┌─ Given text
The proceeds of the offering were used to pay down bank indebtedness giving us
additional financial flexibility to pursue acquisitions. See the Long-Term
Debt section of this MD&A for more information on the terms of the new notes.
	    Low crude oil and natural gas prices are placing a greater emphasis on
evaluating credit capacity, understanding counterparty credit risk and overall
liquidity concerns. We discuss these risks below as they relate to our credit
facility, oil and gas sales counterparties, financial derivative
counterparties and joint venture partners.
└─
┌─ Given information
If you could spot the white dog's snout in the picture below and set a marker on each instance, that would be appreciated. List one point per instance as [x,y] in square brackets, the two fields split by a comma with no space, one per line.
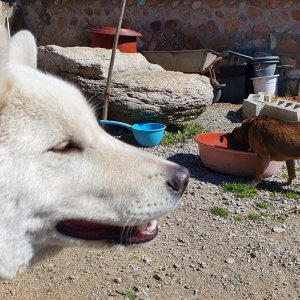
└─
### [Given exercise]
Rewrite the stretch of the MD&A excerpt from "The proceeds of" through "the new notes.", changing "notes" to "debentures".

### [Solution for this task]
The proceeds of the offering were used to pay down bank indebtedness giving us
additional financial flexibility to pursue acquisitions. See the Long-Term
Debt section of this MD&A for more information on the terms of the new debentures.